**What the task requires:** Take the line that contains "point_to(query) gives the position of every instance of the dry" and every line after it in the material below, and quote them exactly.

>> START Source records

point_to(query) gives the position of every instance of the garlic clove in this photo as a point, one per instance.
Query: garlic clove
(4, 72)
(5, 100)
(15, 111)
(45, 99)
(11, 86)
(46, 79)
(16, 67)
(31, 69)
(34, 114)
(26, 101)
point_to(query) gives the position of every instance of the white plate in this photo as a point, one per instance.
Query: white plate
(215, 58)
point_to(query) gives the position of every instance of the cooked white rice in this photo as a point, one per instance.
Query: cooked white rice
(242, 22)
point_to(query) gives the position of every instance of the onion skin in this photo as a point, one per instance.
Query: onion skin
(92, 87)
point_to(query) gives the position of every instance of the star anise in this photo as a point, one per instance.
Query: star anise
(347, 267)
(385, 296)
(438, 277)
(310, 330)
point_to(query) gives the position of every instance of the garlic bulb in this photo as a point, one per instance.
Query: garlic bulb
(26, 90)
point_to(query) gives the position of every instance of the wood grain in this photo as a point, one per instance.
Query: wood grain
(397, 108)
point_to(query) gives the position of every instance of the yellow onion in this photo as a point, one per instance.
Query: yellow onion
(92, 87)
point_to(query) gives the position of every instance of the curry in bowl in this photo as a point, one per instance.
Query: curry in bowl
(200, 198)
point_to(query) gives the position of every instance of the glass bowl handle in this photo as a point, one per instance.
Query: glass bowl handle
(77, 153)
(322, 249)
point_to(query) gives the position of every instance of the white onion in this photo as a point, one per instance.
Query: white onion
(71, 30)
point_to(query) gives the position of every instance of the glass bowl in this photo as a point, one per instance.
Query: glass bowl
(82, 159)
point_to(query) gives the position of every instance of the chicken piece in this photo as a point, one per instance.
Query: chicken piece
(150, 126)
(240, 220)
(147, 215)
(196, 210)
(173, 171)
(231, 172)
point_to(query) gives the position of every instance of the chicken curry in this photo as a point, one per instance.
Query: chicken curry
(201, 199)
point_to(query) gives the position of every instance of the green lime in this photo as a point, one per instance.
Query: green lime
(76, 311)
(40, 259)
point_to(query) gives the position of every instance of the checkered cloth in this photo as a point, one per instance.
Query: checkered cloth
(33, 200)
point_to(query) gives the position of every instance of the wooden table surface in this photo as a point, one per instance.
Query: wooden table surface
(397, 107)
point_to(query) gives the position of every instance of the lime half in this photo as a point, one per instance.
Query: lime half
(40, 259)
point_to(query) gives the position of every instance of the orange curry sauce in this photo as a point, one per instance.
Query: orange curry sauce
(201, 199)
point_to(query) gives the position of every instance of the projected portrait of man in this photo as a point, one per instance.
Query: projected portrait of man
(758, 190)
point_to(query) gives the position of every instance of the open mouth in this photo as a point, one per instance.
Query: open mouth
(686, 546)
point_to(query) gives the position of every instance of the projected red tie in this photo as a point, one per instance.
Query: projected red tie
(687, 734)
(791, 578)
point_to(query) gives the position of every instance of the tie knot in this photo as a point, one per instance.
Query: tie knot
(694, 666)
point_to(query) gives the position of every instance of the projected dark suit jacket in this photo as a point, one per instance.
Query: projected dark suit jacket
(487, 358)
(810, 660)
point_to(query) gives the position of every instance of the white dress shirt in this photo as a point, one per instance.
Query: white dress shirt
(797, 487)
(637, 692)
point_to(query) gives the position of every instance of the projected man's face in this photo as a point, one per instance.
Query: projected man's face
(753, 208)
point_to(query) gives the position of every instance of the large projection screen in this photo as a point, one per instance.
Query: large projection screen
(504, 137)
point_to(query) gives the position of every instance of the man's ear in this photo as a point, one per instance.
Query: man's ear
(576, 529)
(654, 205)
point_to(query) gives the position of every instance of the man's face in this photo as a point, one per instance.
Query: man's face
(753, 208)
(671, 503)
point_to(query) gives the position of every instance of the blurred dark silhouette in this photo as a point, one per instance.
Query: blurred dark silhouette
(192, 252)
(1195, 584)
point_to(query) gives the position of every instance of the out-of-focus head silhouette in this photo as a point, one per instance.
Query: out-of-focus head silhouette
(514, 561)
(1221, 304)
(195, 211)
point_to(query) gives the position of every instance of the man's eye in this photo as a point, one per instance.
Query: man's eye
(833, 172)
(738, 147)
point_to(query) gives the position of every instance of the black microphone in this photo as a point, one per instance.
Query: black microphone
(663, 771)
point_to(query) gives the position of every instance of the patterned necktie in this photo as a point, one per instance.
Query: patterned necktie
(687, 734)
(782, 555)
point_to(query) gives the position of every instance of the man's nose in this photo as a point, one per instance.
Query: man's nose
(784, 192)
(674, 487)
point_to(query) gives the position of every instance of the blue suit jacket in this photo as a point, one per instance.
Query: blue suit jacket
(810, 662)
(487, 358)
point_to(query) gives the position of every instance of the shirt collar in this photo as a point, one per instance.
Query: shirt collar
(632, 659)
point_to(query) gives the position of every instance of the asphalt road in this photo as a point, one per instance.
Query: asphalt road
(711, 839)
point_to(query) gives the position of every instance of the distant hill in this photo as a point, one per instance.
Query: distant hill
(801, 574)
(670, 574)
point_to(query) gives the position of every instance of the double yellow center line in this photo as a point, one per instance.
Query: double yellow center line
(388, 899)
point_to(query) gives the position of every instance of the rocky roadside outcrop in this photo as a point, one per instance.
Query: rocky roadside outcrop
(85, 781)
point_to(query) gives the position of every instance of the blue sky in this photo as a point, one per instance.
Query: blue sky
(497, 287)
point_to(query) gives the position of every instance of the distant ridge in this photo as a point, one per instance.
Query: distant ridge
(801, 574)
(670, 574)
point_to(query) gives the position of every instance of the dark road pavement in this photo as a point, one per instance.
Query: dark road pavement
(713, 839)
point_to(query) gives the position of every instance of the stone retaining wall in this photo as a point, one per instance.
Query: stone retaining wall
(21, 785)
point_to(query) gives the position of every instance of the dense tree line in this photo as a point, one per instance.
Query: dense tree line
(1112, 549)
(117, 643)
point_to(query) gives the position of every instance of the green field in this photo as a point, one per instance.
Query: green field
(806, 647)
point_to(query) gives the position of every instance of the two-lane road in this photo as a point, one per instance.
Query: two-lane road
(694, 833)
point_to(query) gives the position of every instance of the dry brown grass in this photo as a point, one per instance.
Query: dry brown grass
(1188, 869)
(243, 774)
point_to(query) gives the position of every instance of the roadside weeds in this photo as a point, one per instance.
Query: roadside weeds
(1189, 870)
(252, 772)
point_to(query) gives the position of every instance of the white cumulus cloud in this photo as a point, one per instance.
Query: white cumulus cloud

>> END Source records

**Task result:**
point_to(query) gives the position of every instance of the dry brown grass in this photo as a point, one per instance.
Query: dry brown grass
(1188, 869)
(243, 774)
point_to(query) gives the position of every instance of the roadside weeds in this photo as a point, one per instance.
Query: roadside weeds
(1189, 870)
(252, 772)
point_to(query) gives the position of every instance of the white cumulus cloud in this photo as a point, one per instance.
Query: white cumulus cloud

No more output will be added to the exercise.